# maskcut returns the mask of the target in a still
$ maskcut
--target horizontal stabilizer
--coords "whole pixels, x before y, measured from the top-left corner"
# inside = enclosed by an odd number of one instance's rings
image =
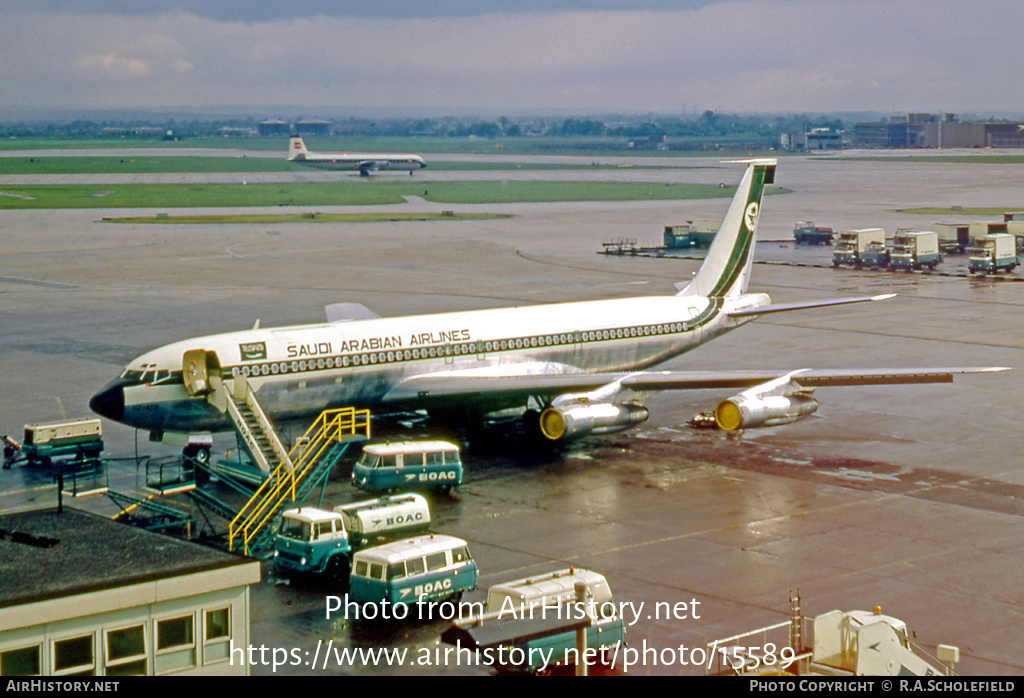
[[[728,311],[726,314],[729,317],[749,317],[752,315],[768,315],[769,313],[785,313],[790,310],[809,310],[811,308],[827,308],[833,305],[849,305],[851,303],[870,303],[872,301],[884,301],[895,296],[895,293],[883,293],[880,296],[861,296],[859,298],[837,298],[835,300],[806,301],[803,303],[777,303],[775,305],[763,305],[760,307],[731,310]]]
[[[351,322],[352,320],[373,320],[380,315],[362,303],[332,303],[324,306],[327,322]]]

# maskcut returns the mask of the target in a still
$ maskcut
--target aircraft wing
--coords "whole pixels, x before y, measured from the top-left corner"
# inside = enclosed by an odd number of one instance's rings
[[[380,315],[362,303],[332,303],[324,306],[327,322],[351,322],[352,320],[372,320]]]
[[[500,367],[499,367],[500,368]],[[510,371],[452,371],[412,376],[395,386],[385,402],[433,402],[487,398],[557,396],[570,392],[597,390],[618,382],[636,393],[662,390],[710,390],[751,388],[791,375],[806,389],[826,386],[892,385],[907,383],[951,383],[953,377],[968,373],[1009,370],[992,366],[952,368],[890,369],[802,369],[749,371],[641,371],[636,373],[583,373],[557,364],[516,366]]]

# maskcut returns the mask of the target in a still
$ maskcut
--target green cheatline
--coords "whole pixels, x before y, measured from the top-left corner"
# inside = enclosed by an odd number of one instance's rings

**Instructions for the task**
Quote the data above in full and without alteration; skip the pictures.

**Answer to this task**
# maskcut returns the mask of the target in a still
$ maskcut
--target horizontal stabilizer
--coords "whole pixels, x before y, measured from the top-left corner"
# inside = enclosed by an odd number of one instance's rings
image =
[[[728,311],[726,314],[729,317],[749,317],[752,315],[768,315],[769,313],[785,313],[790,310],[809,310],[811,308],[827,308],[833,305],[849,305],[851,303],[870,303],[872,301],[884,301],[895,296],[895,293],[883,293],[880,296],[861,296],[859,298],[837,298],[835,300],[806,301],[803,303],[777,303],[775,305],[763,305],[760,307],[731,310]]]
[[[351,322],[352,320],[373,320],[380,315],[362,303],[332,303],[324,306],[327,322]]]

# maskcut returns the mask of the target in a still
$ maskcut
--target aircraft wing
--coords "whole pixels, x before y, measured from the top-left corner"
# inside = enclosed by an odd number of one instance's rings
[[[380,315],[362,303],[332,303],[324,306],[327,322],[351,322],[352,320],[372,320]]]
[[[500,367],[499,367],[500,368]],[[510,371],[452,371],[412,376],[395,386],[385,402],[433,402],[487,398],[557,396],[570,392],[597,390],[618,382],[636,393],[662,390],[710,390],[751,388],[791,375],[806,389],[826,386],[892,385],[907,383],[951,383],[953,377],[968,373],[1009,370],[992,366],[952,368],[890,369],[802,369],[749,371],[641,371],[636,373],[583,373],[557,364],[516,366]]]

# maskcut returns the mask of the target in a still
$ maskcut
--target green cheatline
--coords "whole pixels, x before y, measured from the top-left corner"
# inside = enclosed by an odd number of one instance's rings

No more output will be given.